===== Data supplied
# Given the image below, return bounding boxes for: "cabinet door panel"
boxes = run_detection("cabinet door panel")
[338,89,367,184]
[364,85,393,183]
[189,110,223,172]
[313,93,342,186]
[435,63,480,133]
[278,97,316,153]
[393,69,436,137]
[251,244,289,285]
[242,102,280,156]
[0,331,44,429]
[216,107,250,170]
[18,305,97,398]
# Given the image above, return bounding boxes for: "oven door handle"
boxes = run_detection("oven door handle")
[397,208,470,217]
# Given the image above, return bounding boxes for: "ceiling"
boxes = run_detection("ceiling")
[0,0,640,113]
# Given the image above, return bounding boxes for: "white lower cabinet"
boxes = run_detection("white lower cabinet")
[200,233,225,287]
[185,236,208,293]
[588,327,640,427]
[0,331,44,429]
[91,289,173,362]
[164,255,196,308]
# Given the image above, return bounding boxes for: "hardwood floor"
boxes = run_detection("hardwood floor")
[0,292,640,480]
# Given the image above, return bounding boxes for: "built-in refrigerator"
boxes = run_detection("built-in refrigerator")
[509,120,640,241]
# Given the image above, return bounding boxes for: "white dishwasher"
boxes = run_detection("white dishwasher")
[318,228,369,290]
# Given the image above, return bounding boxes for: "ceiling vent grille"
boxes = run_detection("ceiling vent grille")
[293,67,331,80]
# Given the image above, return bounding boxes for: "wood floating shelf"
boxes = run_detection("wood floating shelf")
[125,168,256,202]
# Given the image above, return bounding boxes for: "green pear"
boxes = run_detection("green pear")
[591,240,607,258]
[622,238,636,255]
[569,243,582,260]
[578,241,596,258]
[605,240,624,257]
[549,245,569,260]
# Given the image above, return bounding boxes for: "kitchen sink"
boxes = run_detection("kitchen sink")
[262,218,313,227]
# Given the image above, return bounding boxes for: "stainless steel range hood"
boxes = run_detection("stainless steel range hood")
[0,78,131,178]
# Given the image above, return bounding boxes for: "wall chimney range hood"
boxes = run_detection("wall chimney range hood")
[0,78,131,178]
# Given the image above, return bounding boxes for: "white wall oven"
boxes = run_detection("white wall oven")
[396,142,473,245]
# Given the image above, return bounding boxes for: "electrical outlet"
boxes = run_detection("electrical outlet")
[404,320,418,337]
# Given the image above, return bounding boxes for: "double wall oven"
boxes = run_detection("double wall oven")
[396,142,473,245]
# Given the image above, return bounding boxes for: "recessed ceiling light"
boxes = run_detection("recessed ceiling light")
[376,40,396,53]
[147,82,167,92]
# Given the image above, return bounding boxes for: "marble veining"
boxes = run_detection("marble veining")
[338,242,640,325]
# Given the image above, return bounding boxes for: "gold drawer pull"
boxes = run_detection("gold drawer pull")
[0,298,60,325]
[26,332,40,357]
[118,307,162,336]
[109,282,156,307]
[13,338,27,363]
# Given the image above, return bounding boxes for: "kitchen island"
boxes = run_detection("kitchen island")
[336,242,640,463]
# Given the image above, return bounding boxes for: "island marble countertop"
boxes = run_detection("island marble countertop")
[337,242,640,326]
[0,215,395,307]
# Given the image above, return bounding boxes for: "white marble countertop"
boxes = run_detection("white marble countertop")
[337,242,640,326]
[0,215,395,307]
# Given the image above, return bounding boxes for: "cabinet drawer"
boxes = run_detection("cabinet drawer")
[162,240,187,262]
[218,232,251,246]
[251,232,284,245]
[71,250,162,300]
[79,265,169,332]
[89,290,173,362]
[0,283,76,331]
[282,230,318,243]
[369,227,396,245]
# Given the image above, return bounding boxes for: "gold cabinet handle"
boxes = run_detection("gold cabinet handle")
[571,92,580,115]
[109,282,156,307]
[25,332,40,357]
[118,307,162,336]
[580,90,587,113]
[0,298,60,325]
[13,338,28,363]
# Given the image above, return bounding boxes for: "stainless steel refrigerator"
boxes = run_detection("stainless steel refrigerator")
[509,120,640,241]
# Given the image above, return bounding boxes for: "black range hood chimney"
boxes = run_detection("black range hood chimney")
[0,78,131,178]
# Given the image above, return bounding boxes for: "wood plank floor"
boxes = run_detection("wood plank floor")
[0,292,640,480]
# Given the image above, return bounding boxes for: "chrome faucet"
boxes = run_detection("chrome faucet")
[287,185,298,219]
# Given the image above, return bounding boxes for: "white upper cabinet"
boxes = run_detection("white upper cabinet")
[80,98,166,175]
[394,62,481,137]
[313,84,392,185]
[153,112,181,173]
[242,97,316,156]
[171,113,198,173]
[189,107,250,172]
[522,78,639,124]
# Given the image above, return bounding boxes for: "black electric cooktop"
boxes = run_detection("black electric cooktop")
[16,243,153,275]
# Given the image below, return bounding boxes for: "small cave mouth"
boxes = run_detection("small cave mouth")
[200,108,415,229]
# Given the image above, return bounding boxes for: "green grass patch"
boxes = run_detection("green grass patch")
==========
Copy out the entire listing above word for word, leaving every line unchanged.

# Given the image below, return bounding boxes for: "cabinet door panel"
boxes = run_detection("cabinet door panel")
[338,89,367,184]
[364,85,393,183]
[189,110,223,172]
[313,93,342,186]
[435,63,480,133]
[278,97,316,153]
[393,69,436,137]
[251,244,289,285]
[242,102,280,156]
[0,331,44,429]
[216,107,250,170]
[18,305,97,398]
# Given the image above, return bounding boxes for: "oven door handle"
boxes = run_detection("oven door handle")
[397,208,470,217]
# Given the image above, return bounding boxes for: "ceiling"
boxes = run_detection("ceiling")
[0,0,640,113]
# Given the image above, return bounding boxes for: "white lower cabinet"
boxes = run_detection("white lower cabinet")
[200,233,225,287]
[185,236,208,293]
[588,327,640,427]
[0,331,44,429]
[91,289,173,362]
[164,255,196,308]
# Given the image above, return bounding boxes for: "hardwood floor"
boxes = run_detection("hardwood floor")
[0,292,640,480]
# Given the image above, return bounding boxes for: "built-in refrigerator"
boxes = run_detection("built-in refrigerator")
[509,120,640,241]
# Given the image above, return bounding boxes for: "white dishwasher"
boxes = run_detection("white dishwasher")
[318,228,369,290]
# Given the image above, return bounding boxes for: "ceiling vent grille"
boxes = run_detection("ceiling vent grille")
[293,67,331,80]
# Given the image above, return bounding boxes for: "wood floating shelf"
boxes = run_detection("wood floating shelf")
[125,168,256,202]
# Given the image above, return bounding boxes for: "green pear"
boxes = run_detection("green pear")
[591,240,607,258]
[622,238,636,255]
[569,243,582,260]
[578,241,596,258]
[605,240,624,257]
[549,245,569,260]
# Given the image above, return bounding boxes for: "kitchen sink"
boxes = run_detection("kitchen sink")
[262,218,313,227]
# Given the image above, return bounding boxes for: "stainless steel range hood"
boxes = run_detection("stainless steel range hood")
[0,78,131,178]
# Given the image above, return bounding boxes for: "wall chimney range hood"
boxes = run_detection("wall chimney range hood")
[0,78,131,178]
# Given the image above, return bounding boxes for: "white wall oven"
boxes = run_detection("white wall oven")
[396,142,473,245]
# Given the image above, return bounding boxes for: "electrical outlet"
boxes = run_detection("electrical outlet")
[404,320,418,337]
# Given the image above, return bounding boxes for: "double wall oven"
boxes = run_detection("double wall oven")
[396,142,473,245]
# Given the image above, return bounding boxes for: "recessed ceiling light"
boxes = run_detection("recessed ceiling light")
[376,40,396,53]
[147,82,167,92]
# Given the image above, return bounding boxes for: "marble veining"
boxes = run_detection("marble veining")
[338,242,640,325]
# Given the image above, return bounding boxes for: "gold drawer pull"
boxes = run_detection("gold drawer pull")
[0,298,60,325]
[26,332,40,357]
[118,307,162,336]
[109,282,156,307]
[13,338,27,363]
# Given the image above, return bounding boxes for: "kitchen island"
boxes = run_detection("kitchen island")
[336,242,640,463]
# Given the image above, return bounding boxes for: "island marble countertop"
boxes = run_detection("island marble countertop")
[337,242,640,326]
[0,215,395,307]
# Given the image above, return bounding boxes for: "white marble countertop"
boxes = run_detection("white marble countertop")
[337,242,640,326]
[0,215,395,307]
# Given the image above, return bounding boxes for: "cabinet drawer"
boxes = run_detection("cabinet drawer")
[162,240,187,262]
[218,232,251,246]
[251,232,284,245]
[71,250,162,300]
[79,265,169,332]
[89,290,173,362]
[0,283,76,331]
[282,230,318,243]
[369,227,396,245]
# Given the image above, return bounding boxes for: "gold cabinet handle"
boxes = run_detection("gold cabinet handle")
[571,92,580,115]
[109,282,156,307]
[25,332,40,357]
[118,307,162,336]
[580,90,587,113]
[0,298,60,325]
[13,338,28,363]
# Given the image above, return bounding boxes for: "stainless steel refrigerator"
boxes = run_detection("stainless steel refrigerator")
[509,120,640,241]
# Given the image above, return bounding boxes for: "black range hood chimney"
boxes = run_detection("black range hood chimney")
[0,78,131,178]
# Given the image above, return bounding boxes for: "wood plank floor"
boxes = run_detection("wood plank floor")
[0,292,640,480]
# Given the image above, return bounding boxes for: "chrome faucet"
boxes = run_detection("chrome faucet")
[287,185,298,219]
# Given the image above, return bounding boxes for: "white upper cabinet"
boxes = run_detection("white upper cabinet")
[80,98,166,175]
[394,62,481,137]
[313,84,392,185]
[153,112,181,173]
[242,97,316,156]
[171,113,198,173]
[189,107,250,172]
[522,78,639,124]
# Given the image above, return bounding boxes for: "black electric cooktop"
boxes = run_detection("black electric cooktop")
[16,243,153,275]
# Given the image below, return bounding boxes for: "small cave mouth"
boxes = run_detection("small cave mouth")
[200,108,415,229]
# Given the image above, return bounding boxes for: "green grass patch"
boxes = run_detection("green grass patch")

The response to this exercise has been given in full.